_Задания_
a - Повтори дословно отрывок из текста о Смууле, начиная со слов «Скромность и смелость» и заканчивая словами «в свою душу.» включительно.
b - Выпиши из текста о Смууле все определения, которыми автор описывает писателя, каким тот был бы, если бы остался жив.
━━━ Исходный текст ━━━
72  

Когда пишешь о гибели людей в зимнем океане, на тебя падает какой-то отблеск высокой героики и великой трагедии, а за этот отблеск тобой-то не заплачено.

Когда пишешь о большом писателе, то каким-то боком попадаешь в ореол его свершений: вот, мол, и я со Смуулом…

Конечно, когда я был в антарктическом рейсе, то вспоминал Смуула.

Его «Ледовая книга» живет во мне с того момента, как я ее прочитал двадцать лет тому назад. Но я не взял ее с собой в рейс. И не перечитывал с той поры. И не буду перечитывать. Я хочу, чтобы она жила во мне такой, какой вошла в меня тридцатилетнего. Во мне она не поседела ни на один волос.

«Ледовая книга» была праздником наших еще молодых тогда сердец. Это очень высокие слова. Я не стал бы говорить их, если бы он был жив — шестидесятилетний, увешанный лауреатскими значками, дерзко-язвительный, весело-грустный и порядочно пьяный по поводу юбилея, который обязательно назвал бы «идиотским мероприятием».

Умереть в сорок девять лет! Своей смертью Смуул открыл скорбный список многих и многих наших выдающихся поэтов, ушедших и продолжающих уходить до сроков.

Незавершенность.

При нашей единственной встрече Юхан Юрьевич сказал, что его главной книгой будет роман из военных времен об эстонском пареньке, который работал прицепщиком на тракторе в сибирской глубинке перед тем, как отправиться на фронт. Смуул сказал, что это будет смешная, но страшная книга.

Он искал новые формы, шел первым. А идти первым — значит обязательно знать, что рано или поздно останешься позади. Ибо идущие следом берут разгон на той взлетной полосе, которую потом и кровью прокладывал первопроходец. Идущие следом сразу набирают хорошую инерцию. Они обязательно обгонят писателя, затратившего на целине столько сил, пережившего амортизацию, предельные перегрузки и паузы невесомости — кризисы души.

Скромность и смелость — две главные черты Юхана Смуула. Их надо еще умножить на его юмор.

Я неоднократно отмечал в людях стремление переодеться в чистое и удобное перед опасным делом. Когда в старые времена экипажу в аварийной и безнадежной ситуации отдавался приказ переодеть чистое белье, это не только имело смысл «предстать на божий суд чистым», но и сугубо практический резон. Человек, который переодевался на тонущем судне, вынужден отринуть от себя часть страха, углубиться в ощущение величия момента, заглянуть в свою душу.
━━━ Строки с данными ━━━
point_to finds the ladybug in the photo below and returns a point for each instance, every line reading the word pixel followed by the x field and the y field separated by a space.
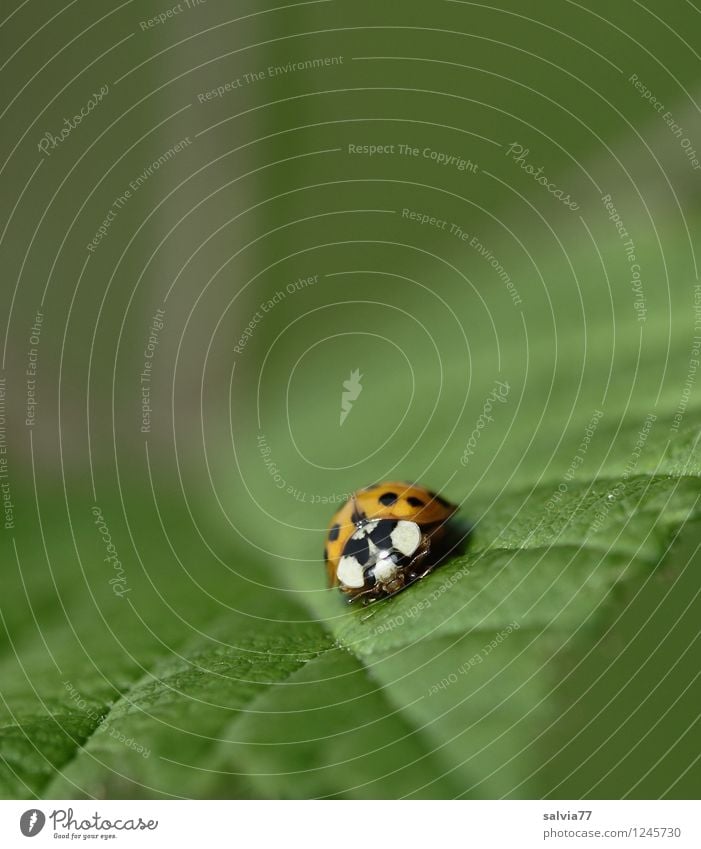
pixel 385 537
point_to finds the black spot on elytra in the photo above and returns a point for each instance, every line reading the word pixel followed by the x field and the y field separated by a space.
pixel 382 535
pixel 359 549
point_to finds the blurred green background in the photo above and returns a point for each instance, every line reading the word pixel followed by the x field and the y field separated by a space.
pixel 189 387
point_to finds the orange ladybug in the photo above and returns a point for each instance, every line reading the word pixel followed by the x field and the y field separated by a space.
pixel 385 537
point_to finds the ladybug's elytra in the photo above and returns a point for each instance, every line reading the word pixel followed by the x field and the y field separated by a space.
pixel 385 537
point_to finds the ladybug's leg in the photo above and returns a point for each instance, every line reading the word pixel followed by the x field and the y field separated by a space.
pixel 418 568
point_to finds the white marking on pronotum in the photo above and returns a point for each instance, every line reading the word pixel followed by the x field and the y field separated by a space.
pixel 350 573
pixel 406 537
pixel 353 388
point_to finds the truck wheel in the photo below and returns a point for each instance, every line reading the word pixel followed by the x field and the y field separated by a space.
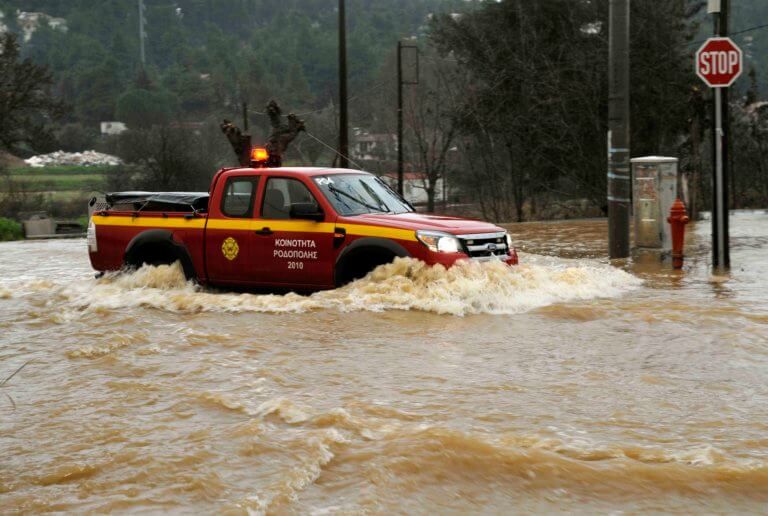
pixel 358 263
pixel 156 248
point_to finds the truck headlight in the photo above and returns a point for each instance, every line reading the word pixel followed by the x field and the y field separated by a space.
pixel 439 242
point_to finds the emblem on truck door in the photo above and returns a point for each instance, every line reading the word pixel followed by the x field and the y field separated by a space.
pixel 229 248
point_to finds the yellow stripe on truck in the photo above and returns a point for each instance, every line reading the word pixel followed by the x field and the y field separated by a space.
pixel 148 222
pixel 293 226
pixel 379 231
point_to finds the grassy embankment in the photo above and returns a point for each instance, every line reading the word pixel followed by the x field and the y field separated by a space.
pixel 61 191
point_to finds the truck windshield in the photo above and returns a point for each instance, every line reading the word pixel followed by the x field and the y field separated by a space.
pixel 355 194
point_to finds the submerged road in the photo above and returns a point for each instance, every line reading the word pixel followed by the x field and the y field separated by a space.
pixel 562 385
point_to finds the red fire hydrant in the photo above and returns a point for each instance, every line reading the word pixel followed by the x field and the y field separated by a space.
pixel 677 219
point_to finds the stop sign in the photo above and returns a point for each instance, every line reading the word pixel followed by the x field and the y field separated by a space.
pixel 719 62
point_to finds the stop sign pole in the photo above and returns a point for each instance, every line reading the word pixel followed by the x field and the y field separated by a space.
pixel 719 62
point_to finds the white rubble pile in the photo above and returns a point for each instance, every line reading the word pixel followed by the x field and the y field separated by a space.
pixel 85 159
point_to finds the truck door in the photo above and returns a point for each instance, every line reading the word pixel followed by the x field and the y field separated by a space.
pixel 232 249
pixel 298 251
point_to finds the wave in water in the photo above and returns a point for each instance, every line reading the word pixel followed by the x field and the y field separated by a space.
pixel 405 284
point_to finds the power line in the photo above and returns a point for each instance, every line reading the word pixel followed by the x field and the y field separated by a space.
pixel 751 29
pixel 331 148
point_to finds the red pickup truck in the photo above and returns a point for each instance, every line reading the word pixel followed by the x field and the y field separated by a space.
pixel 286 228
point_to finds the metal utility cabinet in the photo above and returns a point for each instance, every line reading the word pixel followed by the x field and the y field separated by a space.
pixel 654 189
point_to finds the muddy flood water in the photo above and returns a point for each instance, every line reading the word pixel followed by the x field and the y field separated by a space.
pixel 562 385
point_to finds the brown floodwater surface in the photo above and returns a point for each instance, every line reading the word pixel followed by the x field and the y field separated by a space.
pixel 564 384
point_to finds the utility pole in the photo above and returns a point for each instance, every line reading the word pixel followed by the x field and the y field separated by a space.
pixel 401 81
pixel 343 121
pixel 721 256
pixel 142 33
pixel 400 166
pixel 619 177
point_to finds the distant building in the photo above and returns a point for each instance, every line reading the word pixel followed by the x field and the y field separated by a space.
pixel 30 21
pixel 414 186
pixel 374 146
pixel 113 128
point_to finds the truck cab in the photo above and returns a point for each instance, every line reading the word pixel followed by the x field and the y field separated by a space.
pixel 285 228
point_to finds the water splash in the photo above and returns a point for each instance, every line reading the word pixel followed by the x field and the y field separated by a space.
pixel 406 284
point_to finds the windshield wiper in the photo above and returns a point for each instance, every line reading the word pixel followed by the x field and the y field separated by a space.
pixel 375 197
pixel 352 197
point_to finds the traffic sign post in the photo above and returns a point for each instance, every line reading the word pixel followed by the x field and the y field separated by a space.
pixel 719 62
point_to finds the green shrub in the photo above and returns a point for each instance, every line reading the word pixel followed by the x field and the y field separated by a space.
pixel 10 230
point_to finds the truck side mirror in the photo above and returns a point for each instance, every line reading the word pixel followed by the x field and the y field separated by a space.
pixel 307 211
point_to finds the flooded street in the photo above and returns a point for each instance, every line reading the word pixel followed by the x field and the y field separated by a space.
pixel 562 385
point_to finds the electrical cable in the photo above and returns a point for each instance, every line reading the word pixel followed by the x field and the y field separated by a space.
pixel 321 142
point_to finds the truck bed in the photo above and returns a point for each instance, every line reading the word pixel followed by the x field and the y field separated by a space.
pixel 151 202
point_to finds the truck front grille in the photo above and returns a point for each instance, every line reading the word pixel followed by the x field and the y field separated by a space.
pixel 485 246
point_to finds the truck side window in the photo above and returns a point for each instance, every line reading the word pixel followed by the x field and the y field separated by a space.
pixel 280 193
pixel 239 193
━━━
_Ответы_
a -
Скромность и смелость — две главные черты Юхана Смуула. Их надо еще умножить на его юмор.

Я неоднократно отмечал в людях стремление переодеться в чистое и удобное перед опасным делом. Когда в старые времена экипажу в аварийной и безнадежной ситуации отдавался приказ переодеть чистое белье, это не только имело смысл «предстать на божий суд чистым», но и сугубо практический резон. Человек, который переодевался на тонущем судне, вынужден отринуть от себя часть страха, углубиться в ощущение величия момента, заглянуть в свою душу.

b - шестидесятилетний; увешанный лауреатскими значками; дерзко-язвительный; весело-грустный; порядочно пьяный по поводу юбилея